Region labeling records

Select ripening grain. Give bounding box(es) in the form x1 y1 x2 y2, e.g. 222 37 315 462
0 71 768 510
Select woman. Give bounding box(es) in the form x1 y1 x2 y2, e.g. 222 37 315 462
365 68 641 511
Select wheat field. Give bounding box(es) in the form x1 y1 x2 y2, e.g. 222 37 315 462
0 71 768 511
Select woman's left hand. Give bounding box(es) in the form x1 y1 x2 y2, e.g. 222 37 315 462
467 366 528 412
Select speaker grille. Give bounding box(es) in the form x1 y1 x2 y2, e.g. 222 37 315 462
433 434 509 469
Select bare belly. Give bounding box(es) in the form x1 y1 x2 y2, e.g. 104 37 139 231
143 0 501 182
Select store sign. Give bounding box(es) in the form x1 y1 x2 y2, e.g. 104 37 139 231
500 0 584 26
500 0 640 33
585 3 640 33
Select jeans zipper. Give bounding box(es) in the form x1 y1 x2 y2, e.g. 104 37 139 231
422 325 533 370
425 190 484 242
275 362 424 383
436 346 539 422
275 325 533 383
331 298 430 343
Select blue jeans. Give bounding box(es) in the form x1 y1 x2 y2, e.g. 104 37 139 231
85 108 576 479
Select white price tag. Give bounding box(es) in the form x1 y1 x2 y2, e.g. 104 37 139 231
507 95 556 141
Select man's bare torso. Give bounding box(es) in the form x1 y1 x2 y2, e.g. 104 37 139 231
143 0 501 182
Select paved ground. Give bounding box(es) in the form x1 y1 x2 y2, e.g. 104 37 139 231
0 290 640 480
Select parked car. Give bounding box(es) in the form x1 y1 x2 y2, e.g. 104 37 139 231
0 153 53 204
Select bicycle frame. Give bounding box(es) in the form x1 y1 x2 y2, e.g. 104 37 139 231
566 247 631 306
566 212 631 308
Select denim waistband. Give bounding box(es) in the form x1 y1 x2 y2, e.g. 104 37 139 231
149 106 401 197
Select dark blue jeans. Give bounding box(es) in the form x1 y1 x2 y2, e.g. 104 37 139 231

_Problem_.
Print these lines exactly as they appear, from the first to the last.

_Exercise answer_.
Select ripening grain. Give bounding box(es) in the form x1 y1 x2 y2, e.g. 222 37 315 462
0 71 768 510
Select woman. Give bounding box(es) in the form x1 y1 x2 y2, e.g. 222 37 315 462
365 68 641 511
Select wheat field. Give bounding box(es) in the form x1 y1 x2 y2, e.g. 222 37 315 462
0 71 768 511
Select woman's left hand. Give bounding box(es) in the form x1 y1 x2 y2, e.g. 222 37 315 462
467 366 528 412
Select speaker grille. Give bounding box(es) in the form x1 y1 x2 y2, e.g. 222 37 315 462
433 434 509 469
Select bare belly. Give bounding box(es) in the form x1 y1 x2 y2, e.g. 104 37 139 231
143 0 501 182
Select store sign. Give bounding box(es) in the form x1 y1 x2 y2, e.g. 104 37 139 231
500 0 584 26
500 0 640 33
585 3 640 33
Select jeans zipper. Give bounding box(es) in the form x1 y1 x2 y2, e.g. 104 37 139 231
422 325 533 370
425 190 484 242
275 362 424 383
436 346 539 422
275 325 533 383
331 298 430 343
Select blue jeans. Give bounding box(es) in the form x1 y1 x2 y2, e.g. 104 37 139 231
85 108 576 479
Select white price tag. Give bounding box(es) in the form x1 y1 x2 y2, e.g. 104 37 139 231
507 95 556 141
Select man's bare torso. Give bounding box(es) in the form x1 y1 x2 y2, e.g. 104 37 139 231
143 0 501 182
Select paved ground. Give bounding box(es) in the form x1 y1 x2 y2, e.g. 104 37 139 231
0 290 640 480
Select parked car. Give bounding box(es) in the form x1 y1 x2 y2, e.g. 104 37 139 231
0 153 53 204
Select bicycle frame. Give bounding box(es) in the form x1 y1 x2 y2, e.g. 104 37 139 231
566 247 631 306
566 212 631 308
Select denim waistband. Give bounding box(es) in the form x1 y1 x2 y2, e.g. 104 37 139 231
149 106 401 197
Select dark blue jeans. Give bounding box(es) in the form x1 y1 x2 y2, e.g. 104 37 139 231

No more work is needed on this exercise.